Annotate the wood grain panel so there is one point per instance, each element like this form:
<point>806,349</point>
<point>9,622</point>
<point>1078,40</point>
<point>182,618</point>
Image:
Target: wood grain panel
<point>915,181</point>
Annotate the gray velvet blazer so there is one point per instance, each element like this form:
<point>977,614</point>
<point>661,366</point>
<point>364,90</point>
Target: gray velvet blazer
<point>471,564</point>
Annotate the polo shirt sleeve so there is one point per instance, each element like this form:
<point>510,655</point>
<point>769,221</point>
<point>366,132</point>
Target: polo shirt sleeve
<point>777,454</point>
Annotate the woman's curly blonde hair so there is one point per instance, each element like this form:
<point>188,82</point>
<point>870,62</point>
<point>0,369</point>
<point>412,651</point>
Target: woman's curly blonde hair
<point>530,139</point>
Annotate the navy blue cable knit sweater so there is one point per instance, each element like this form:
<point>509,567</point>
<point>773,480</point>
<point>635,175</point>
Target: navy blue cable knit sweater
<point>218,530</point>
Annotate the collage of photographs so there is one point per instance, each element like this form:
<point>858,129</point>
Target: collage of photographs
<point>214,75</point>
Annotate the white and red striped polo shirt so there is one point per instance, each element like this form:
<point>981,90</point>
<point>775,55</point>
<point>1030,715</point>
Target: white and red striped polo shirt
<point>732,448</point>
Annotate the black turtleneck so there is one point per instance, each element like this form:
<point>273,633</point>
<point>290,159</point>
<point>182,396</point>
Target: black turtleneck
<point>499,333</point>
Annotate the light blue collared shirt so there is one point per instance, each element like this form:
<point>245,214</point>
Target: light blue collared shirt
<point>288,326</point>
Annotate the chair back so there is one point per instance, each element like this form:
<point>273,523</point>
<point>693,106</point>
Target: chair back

- - - - -

> _Your goal_
Give back exactly the lines of the listing, starting with the first and ending with the one bearing "<point>290,159</point>". Add no other lines.

> _Answer box_
Annotate the wood grain panel so there is one point per instance, each element like this form:
<point>806,349</point>
<point>9,622</point>
<point>1078,40</point>
<point>182,618</point>
Image:
Target: wood grain panel
<point>915,181</point>
Annotate the gray velvet blazer so there is one point per instance, each element like this form:
<point>977,614</point>
<point>661,366</point>
<point>364,90</point>
Target: gray velvet blazer
<point>471,564</point>
Annotate the polo shirt sleeve so there is one point per instance, each element like this form:
<point>510,655</point>
<point>769,221</point>
<point>366,132</point>
Target: polo shirt sleeve
<point>777,454</point>
Annotate the woman's curly blonde hair so there is one point per instance, each element like this form:
<point>188,82</point>
<point>870,62</point>
<point>0,369</point>
<point>412,651</point>
Target: woman's curly blonde hair
<point>530,139</point>
Annotate the navy blue cable knit sweater so there is one point per instance, each element like this form:
<point>509,567</point>
<point>773,480</point>
<point>635,175</point>
Target: navy blue cable knit sweater
<point>218,530</point>
Annotate the collage of photographs so there is one point per instance, each element like this form:
<point>858,129</point>
Target: collage of photographs
<point>214,75</point>
Annotate the white and red striped polo shirt so there is one point per instance, each element like this form:
<point>981,90</point>
<point>775,55</point>
<point>1030,715</point>
Target: white and red striped polo shirt
<point>732,448</point>
Annotate the black turtleneck so there is one point per instance, each element like this form:
<point>273,633</point>
<point>290,159</point>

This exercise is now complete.